Listed records >>

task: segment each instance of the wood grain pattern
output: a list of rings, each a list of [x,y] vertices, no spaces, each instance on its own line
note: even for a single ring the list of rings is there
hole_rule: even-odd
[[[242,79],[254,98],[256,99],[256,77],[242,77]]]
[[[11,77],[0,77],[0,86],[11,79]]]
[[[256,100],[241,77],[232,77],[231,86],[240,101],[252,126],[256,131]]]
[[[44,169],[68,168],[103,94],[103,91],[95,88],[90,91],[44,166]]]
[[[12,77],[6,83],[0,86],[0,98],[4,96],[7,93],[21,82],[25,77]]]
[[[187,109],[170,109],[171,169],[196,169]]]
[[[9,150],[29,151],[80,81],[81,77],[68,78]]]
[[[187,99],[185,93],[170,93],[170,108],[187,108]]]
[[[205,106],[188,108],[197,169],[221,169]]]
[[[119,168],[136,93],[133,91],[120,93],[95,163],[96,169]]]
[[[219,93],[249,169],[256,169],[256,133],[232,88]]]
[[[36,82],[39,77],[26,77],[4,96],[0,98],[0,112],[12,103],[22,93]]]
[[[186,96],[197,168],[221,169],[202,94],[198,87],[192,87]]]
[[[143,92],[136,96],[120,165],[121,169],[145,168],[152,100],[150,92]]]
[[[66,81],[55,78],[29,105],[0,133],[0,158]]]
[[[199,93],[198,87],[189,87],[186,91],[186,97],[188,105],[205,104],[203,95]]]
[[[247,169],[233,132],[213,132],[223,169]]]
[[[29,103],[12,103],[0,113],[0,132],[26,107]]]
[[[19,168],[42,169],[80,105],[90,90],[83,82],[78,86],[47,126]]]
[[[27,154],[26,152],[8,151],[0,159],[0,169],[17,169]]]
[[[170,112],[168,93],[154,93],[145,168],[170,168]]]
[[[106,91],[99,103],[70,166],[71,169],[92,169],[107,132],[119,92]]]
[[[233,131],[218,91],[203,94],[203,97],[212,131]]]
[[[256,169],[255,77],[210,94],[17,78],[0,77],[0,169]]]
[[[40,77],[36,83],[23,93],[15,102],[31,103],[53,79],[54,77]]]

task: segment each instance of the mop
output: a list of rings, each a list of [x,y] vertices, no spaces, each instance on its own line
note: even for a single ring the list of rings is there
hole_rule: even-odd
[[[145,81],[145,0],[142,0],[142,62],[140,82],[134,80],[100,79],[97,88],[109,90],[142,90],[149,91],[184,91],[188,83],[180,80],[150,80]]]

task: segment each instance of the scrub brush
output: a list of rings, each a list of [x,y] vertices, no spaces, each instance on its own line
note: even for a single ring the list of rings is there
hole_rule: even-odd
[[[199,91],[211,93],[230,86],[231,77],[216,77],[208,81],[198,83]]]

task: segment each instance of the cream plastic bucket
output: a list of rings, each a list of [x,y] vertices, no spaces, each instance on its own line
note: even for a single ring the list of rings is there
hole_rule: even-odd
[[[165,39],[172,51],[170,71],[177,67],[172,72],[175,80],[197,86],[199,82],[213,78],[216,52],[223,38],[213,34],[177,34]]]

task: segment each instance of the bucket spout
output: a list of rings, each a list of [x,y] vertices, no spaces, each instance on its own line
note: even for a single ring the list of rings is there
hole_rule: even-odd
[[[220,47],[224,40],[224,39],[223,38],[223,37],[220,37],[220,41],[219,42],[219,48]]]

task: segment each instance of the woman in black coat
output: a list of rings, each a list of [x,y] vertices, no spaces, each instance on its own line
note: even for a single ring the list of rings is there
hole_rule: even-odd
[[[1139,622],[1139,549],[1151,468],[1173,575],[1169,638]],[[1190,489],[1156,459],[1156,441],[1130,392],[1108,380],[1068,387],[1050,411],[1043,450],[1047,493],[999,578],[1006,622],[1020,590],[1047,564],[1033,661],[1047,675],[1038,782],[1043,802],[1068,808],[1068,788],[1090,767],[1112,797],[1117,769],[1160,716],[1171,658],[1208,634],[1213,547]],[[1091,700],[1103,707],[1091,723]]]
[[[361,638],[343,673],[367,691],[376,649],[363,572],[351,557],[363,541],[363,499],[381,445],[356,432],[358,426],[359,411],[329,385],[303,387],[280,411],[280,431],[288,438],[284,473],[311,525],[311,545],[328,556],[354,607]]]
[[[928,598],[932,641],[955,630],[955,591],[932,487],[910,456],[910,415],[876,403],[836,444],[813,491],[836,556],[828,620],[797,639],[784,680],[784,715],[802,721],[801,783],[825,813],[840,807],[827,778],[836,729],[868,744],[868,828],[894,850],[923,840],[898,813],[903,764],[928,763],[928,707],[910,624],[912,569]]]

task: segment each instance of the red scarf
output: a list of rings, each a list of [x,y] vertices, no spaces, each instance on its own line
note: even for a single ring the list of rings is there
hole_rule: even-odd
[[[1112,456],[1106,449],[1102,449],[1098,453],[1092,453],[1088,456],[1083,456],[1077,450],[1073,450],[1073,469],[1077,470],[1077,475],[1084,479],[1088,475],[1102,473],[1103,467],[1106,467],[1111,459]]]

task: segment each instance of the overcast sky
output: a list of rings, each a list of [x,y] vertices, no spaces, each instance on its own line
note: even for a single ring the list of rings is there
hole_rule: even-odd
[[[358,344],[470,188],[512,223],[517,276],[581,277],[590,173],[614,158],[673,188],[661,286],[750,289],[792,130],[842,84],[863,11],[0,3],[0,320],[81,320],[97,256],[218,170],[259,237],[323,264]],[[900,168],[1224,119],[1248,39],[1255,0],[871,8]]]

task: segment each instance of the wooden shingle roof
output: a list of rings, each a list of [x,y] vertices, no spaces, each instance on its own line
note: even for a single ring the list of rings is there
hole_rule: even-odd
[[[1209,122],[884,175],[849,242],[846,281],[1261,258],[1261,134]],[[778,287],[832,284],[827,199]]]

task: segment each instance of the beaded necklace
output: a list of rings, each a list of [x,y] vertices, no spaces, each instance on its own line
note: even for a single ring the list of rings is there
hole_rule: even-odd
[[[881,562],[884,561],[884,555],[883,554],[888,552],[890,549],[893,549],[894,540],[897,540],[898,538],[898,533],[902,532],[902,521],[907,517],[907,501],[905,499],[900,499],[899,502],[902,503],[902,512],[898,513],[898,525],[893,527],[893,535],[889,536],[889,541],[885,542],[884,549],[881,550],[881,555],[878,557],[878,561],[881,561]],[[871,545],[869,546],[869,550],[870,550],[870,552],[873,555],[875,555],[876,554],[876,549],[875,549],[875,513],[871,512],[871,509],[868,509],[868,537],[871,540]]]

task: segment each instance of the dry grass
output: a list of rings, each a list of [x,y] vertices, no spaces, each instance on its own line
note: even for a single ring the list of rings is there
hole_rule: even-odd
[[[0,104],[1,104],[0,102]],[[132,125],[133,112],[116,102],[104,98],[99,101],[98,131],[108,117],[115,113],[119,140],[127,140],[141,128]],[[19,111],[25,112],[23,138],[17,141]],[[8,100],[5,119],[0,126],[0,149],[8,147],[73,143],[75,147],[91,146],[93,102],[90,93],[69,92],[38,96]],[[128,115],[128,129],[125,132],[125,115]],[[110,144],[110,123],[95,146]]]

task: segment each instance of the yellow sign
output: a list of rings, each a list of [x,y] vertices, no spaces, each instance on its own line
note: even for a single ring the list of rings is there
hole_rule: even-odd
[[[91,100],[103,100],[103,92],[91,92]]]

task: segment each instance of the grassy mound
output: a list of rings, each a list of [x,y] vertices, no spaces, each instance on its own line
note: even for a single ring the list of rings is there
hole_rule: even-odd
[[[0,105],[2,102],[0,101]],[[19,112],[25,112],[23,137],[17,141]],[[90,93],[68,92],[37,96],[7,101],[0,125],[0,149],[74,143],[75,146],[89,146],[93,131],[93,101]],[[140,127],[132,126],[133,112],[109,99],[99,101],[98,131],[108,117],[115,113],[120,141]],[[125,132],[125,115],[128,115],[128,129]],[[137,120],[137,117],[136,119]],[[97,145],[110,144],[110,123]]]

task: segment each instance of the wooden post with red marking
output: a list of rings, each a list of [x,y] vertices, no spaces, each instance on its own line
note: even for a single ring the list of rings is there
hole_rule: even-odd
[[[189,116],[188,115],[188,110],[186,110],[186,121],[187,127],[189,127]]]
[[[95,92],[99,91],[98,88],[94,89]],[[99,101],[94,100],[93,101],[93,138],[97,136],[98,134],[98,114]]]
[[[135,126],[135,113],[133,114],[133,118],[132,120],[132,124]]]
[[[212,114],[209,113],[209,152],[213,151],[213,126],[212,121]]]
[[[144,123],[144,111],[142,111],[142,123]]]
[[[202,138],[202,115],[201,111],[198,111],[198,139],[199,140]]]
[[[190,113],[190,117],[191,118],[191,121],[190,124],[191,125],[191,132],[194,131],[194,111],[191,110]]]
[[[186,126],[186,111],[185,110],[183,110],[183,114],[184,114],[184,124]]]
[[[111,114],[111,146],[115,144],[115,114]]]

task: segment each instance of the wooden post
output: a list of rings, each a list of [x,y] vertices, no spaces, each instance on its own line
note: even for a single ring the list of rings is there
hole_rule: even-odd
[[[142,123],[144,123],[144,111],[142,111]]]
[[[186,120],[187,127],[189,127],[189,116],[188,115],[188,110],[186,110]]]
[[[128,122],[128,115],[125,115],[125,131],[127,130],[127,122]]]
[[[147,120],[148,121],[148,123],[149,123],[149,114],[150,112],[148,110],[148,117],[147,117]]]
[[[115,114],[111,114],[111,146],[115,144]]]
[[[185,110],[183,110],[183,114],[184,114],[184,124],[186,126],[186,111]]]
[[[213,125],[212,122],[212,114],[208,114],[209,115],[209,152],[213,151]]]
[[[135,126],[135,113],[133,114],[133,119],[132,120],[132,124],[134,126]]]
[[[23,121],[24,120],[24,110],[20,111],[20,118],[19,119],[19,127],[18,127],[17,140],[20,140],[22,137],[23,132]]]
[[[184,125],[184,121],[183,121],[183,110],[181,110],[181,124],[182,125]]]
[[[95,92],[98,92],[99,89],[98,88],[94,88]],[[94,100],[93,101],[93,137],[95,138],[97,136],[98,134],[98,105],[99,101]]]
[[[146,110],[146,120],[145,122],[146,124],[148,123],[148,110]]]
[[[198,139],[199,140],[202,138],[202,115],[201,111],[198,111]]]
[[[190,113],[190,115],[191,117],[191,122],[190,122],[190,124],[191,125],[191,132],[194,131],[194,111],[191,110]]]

Stated exercise >>
Can you begin at the line that has "task: segment each instance of the wooden post with", stop after the line that has "[[[111,114],[111,146],[115,144],[115,114]]]", and give those lines again with "red marking" switched to "white marking" and nothing else changed?

Problem solution >>
task: segment each instance of the wooden post with white marking
output: a list of rings, each a list of [x,y] vertices, no spaces, each instance on its own line
note: even for a single ring the list of rings is there
hole_rule: even-odd
[[[189,116],[188,115],[188,110],[186,110],[186,121],[187,127],[189,127]]]
[[[95,92],[99,91],[98,88],[94,89]],[[99,101],[94,100],[93,101],[93,138],[97,136],[98,134],[98,114]]]
[[[135,126],[135,113],[133,114],[133,118],[132,120],[132,124]]]
[[[212,114],[209,113],[209,152],[213,151],[213,126],[212,121]]]
[[[144,123],[144,111],[142,111],[142,123]]]
[[[202,138],[202,115],[201,111],[198,111],[198,139],[199,140]]]
[[[190,113],[190,117],[191,118],[191,121],[190,124],[191,125],[191,132],[194,131],[194,111],[191,110]]]
[[[186,126],[186,111],[185,110],[183,110],[183,114],[184,114],[184,124]]]
[[[111,114],[111,146],[115,144],[115,114]]]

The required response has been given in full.